■ REQUEST ■
Retype every line below without any change, leaving out the pictures.

■ EXTRACTED ENTRIES ■

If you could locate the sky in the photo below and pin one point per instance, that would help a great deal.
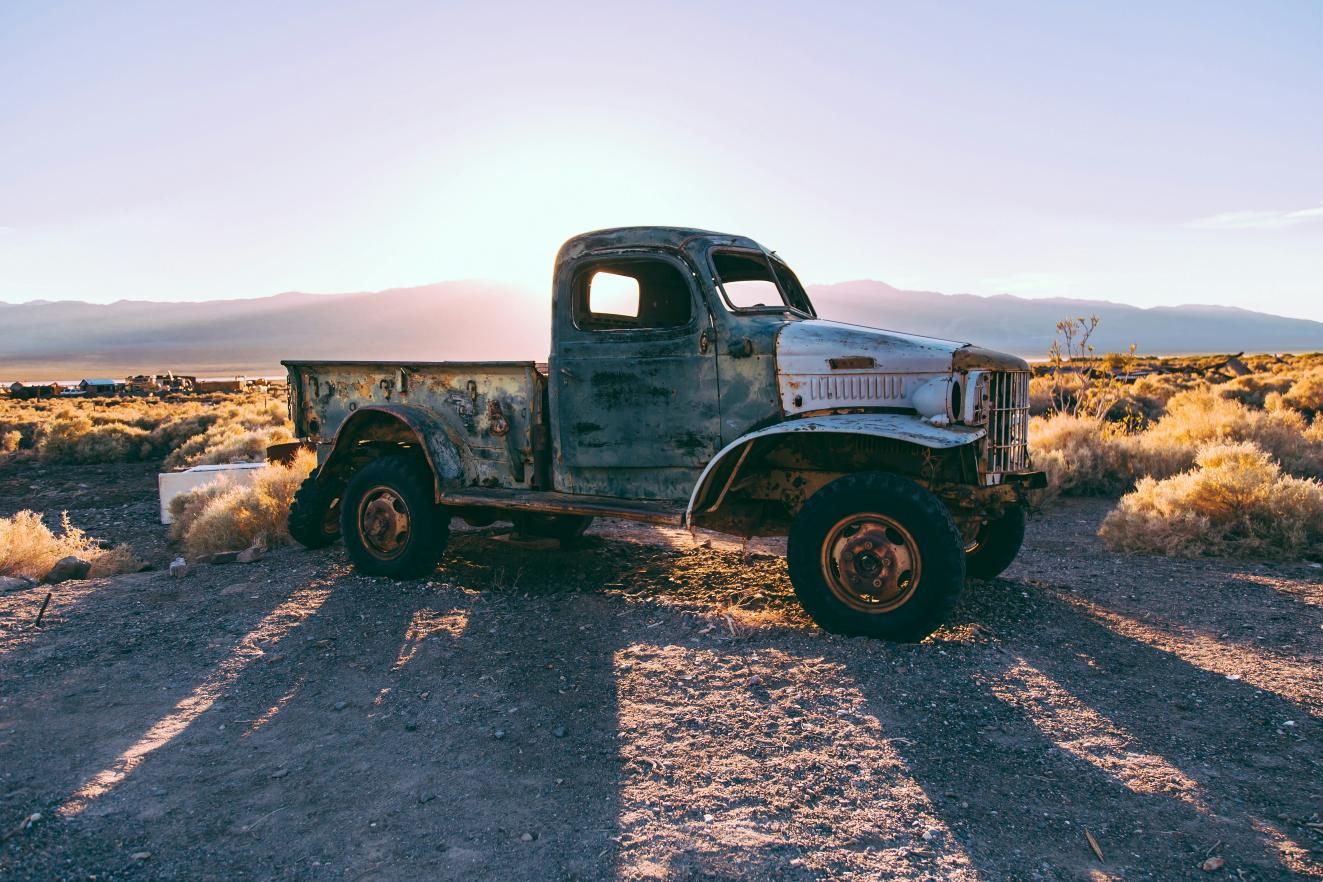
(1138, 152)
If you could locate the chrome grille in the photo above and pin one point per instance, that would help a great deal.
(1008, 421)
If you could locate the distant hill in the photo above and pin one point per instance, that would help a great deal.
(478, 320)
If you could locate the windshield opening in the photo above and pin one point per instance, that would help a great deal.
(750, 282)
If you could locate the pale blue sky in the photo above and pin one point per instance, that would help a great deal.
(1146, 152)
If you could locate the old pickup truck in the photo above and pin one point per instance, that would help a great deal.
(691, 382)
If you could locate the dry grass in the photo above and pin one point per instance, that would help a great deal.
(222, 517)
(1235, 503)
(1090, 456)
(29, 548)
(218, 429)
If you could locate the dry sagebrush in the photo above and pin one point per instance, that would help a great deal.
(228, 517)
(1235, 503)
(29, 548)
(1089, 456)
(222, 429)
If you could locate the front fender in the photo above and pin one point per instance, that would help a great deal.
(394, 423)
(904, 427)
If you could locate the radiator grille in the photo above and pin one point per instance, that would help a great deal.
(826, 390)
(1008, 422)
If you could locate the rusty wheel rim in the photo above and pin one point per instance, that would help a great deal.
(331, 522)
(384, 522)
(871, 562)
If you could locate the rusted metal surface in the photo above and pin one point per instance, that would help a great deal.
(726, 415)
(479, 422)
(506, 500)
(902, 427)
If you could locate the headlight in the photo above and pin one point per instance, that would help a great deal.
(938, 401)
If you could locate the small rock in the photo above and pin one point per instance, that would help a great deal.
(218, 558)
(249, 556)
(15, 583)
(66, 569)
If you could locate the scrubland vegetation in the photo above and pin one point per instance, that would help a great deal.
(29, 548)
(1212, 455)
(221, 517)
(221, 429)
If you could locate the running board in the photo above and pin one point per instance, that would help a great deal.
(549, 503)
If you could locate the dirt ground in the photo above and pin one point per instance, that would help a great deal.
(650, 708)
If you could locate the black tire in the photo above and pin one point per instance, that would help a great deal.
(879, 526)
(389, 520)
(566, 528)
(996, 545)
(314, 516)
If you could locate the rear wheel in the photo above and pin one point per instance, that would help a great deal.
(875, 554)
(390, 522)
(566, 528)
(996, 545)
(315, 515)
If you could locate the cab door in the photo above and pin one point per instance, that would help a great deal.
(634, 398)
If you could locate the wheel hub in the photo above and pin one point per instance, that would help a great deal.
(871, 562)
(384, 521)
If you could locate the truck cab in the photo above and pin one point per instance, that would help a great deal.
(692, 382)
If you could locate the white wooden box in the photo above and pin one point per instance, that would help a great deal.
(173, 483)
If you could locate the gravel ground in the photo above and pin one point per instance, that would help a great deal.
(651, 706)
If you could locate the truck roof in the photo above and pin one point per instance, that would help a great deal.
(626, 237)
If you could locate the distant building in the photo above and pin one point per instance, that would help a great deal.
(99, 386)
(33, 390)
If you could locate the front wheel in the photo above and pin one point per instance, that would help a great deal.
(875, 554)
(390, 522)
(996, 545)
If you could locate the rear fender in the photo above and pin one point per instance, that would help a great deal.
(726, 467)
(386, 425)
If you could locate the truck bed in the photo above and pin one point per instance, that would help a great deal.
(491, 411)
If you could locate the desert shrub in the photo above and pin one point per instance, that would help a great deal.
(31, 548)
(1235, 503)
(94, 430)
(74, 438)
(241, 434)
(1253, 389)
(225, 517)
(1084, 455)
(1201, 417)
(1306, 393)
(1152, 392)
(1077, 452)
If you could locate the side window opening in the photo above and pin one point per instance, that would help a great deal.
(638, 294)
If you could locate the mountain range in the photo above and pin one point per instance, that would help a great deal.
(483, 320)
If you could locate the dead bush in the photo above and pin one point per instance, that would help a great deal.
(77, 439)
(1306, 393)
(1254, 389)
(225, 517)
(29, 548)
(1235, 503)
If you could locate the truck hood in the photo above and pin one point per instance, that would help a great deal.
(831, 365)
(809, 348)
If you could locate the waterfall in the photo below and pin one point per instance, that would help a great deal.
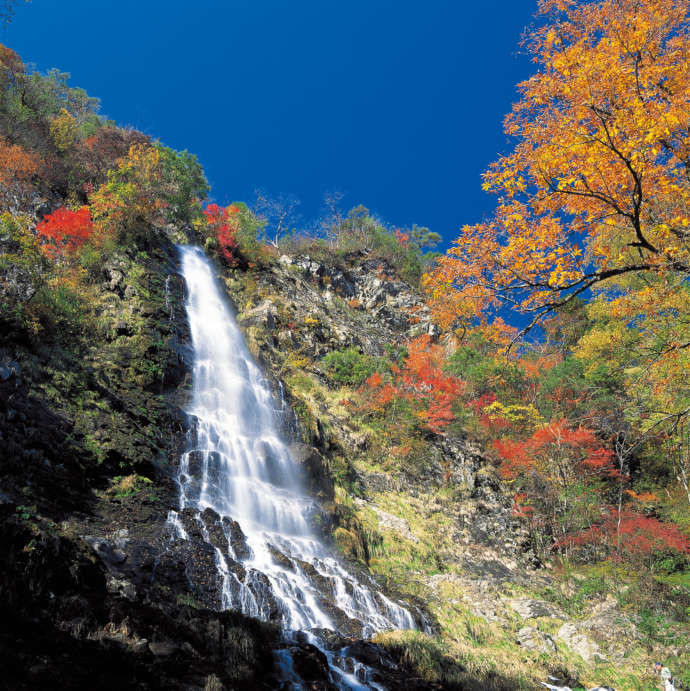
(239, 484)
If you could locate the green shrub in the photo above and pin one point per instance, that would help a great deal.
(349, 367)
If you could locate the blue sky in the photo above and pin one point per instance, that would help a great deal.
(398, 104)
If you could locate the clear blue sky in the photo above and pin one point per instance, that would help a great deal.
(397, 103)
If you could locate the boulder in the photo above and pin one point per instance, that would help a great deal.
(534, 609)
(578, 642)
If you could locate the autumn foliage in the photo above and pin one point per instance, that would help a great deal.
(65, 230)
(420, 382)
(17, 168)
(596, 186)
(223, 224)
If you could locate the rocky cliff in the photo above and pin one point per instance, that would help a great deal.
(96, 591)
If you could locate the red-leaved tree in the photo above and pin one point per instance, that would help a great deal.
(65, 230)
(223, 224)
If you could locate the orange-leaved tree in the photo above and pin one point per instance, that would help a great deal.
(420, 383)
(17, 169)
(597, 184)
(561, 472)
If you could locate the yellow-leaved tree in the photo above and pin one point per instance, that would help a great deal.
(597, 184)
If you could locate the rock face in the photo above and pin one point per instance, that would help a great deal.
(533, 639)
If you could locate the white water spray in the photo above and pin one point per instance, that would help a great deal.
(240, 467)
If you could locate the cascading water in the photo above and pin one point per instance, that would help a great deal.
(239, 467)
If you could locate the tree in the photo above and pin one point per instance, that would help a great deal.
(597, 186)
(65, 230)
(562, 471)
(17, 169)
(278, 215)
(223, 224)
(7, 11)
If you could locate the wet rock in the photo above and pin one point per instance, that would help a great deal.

■ EXERCISE RESULT ■
If you could locate the sky in the photo below and pin one point per instance, that would help a great deal.
(1138, 152)
If you could locate the chrome grille in the photo above and pin one point per instance, that would help a great deal.
(1008, 421)
If you could locate the distant hill in the photo above and pin one point per instance, that would help a great deal.
(478, 320)
If you could locate the windshield opening in the photo above and pin one point per instance, that would help a great deal.
(750, 282)
If you could locate the pale blue sky in the photo above and pin one point per instance, that would help a great deal.
(1146, 152)
If you could locate the old pickup truck in the photo above and pin one point per instance, that would help a great deal.
(691, 382)
If you could locate the dry grass in the photo above and pin one point per instance, that would help a great deal.
(222, 517)
(1235, 503)
(1090, 456)
(29, 548)
(218, 429)
If you could locate the dry sagebrush in the photo above and pin one point per instance, that would help a great deal.
(228, 517)
(1235, 503)
(29, 548)
(1089, 456)
(222, 429)
If you could locate the front fender in the photo above and pin one point per instance, that would help a great deal.
(394, 423)
(904, 427)
If you could locate the radiator grille in the photo above and pin one point per instance, that would help a great deal.
(826, 390)
(1008, 422)
If you could locate the rusty wheel rim in the photo above and pin one point per instance, that would help a great deal.
(331, 522)
(384, 522)
(871, 562)
If you could locate the rusted metal surface in the photo above and pin one point per instance, that would help a great deal.
(726, 415)
(479, 422)
(506, 500)
(902, 427)
If you could locate the headlight in the photo above and pin one point per instance, that would help a great deal.
(938, 401)
If you could locate the small rock in the photo above and pin one point per instance, that would help a great deal.
(218, 558)
(249, 556)
(15, 583)
(66, 569)
If you could locate the scrubland vegetation in the photo above and pin one point per instance, that would help a great deal.
(29, 548)
(1212, 455)
(221, 517)
(221, 429)
If you could locate the running board in the photo above and pin one point per instance, that would help a great deal.
(549, 503)
If you could locate the dirt ground in the photo above and pin one point per instance, that would help a great deal.
(650, 708)
If you could locate the black tire in the photo above and pin one point per instance, that would help a great deal.
(879, 526)
(389, 520)
(566, 528)
(996, 545)
(314, 516)
If you could locate the rear wheel in the photo above and pin one point per instance, that would help a great deal.
(875, 554)
(390, 522)
(566, 528)
(996, 545)
(315, 515)
If you could locate the cab door in the photo above and pin one point per instance, that would help a great deal.
(634, 398)
If you could locate the wheel hub in the photo above and pin one point per instance, that would help a great deal.
(871, 562)
(384, 521)
If you could locate the truck cab in the photo above and pin one point per instance, that would help a great deal.
(692, 382)
If you could locate the white wooden box in the photo above and pin one point per instance, that would help a great deal.
(173, 483)
If you could locate the gravel ground in the photo above and pin one point per instance, that would help a great deal.
(651, 706)
If you could locate the truck roof in the photo above and pin one point per instance, that would help a great deal.
(626, 237)
If you could locate the distant building in the photo above and pin one point per instance, that would help a great deal.
(99, 386)
(33, 390)
If you could locate the front wheel in the photo above and pin one point per instance, that would help a great deal.
(875, 554)
(390, 522)
(996, 545)
If you could locate the rear fender in the photo above and pin one point per instance, that would help a great deal.
(726, 467)
(386, 425)
If you could locate the truck bed in the photo above and pin one point per instance, that would help a great deal.
(491, 411)
If you could locate the desert shrub in the photo above and pin one point per instance, that would help a great deal.
(31, 548)
(1235, 503)
(94, 430)
(74, 438)
(241, 434)
(1253, 389)
(225, 517)
(1084, 455)
(1201, 417)
(1306, 393)
(1152, 392)
(1077, 452)
If you could locate the side window opening in the photo above and pin one point per instance, that would help a great deal.
(638, 294)
If you could locate the mountain range in the photo above and pin one point per instance, that would help a great deal.
(483, 320)
If you could locate the dead bush in the photo above and pin one point per instance, that would help a great deal.
(77, 439)
(1306, 393)
(1254, 389)
(225, 517)
(29, 548)
(1235, 503)
If you could locate the truck hood in the photo above and pin one point per instance, that would help a great deal.
(831, 365)
(809, 348)
If you could locate the waterfall in the photo below and pin one point per instance, that would help a great deal.
(239, 484)
If you could locate the green shrub in the photo above and pin one point per instance, that would help a great deal.
(349, 367)
If you could locate the blue sky in the photo above and pin one point per instance, that would help a great deal.
(398, 104)
If you could locate the clear blue sky in the photo above and pin one point per instance, that would help a great deal.
(397, 103)
If you could locate the boulder in the photo above and pin one point per instance, that would help a great deal.
(534, 609)
(578, 642)
If you could locate the autumn foliage in the photo above and pin one point per instance, that would help a great deal.
(65, 230)
(420, 382)
(17, 168)
(596, 186)
(223, 224)
If you could locate the rocky cliff in the photo above and pin one point per instance, that would help a great deal.
(96, 591)
If you could locate the red-leaved tree in the photo above and pin one point per instance, that would help a great deal.
(65, 230)
(223, 224)
If you could locate the orange-leaved tree in the photo above and pin one point per instance, that would help a great deal.
(420, 383)
(17, 169)
(597, 184)
(561, 472)
If you could locate the yellow-leaved tree in the photo above and pin one point per instance, that would help a great deal.
(597, 184)
If you could locate the rock face in the photo above and pin one point per instance, that would help a great deal.
(533, 639)
If you could locate the white water spray in the photo above and pin one point per instance, that would help a great deal.
(240, 467)
If you could locate the cascading water in the photo above and pin one point per instance, that would help a great deal.
(239, 467)
If you could locate the tree in the photo above and pin one point per instance, that would help a great deal.
(597, 186)
(65, 230)
(562, 471)
(17, 169)
(278, 215)
(223, 224)
(7, 11)
If you could locate the wet rock in the photo above and pin one point per instance, that would help a great deal.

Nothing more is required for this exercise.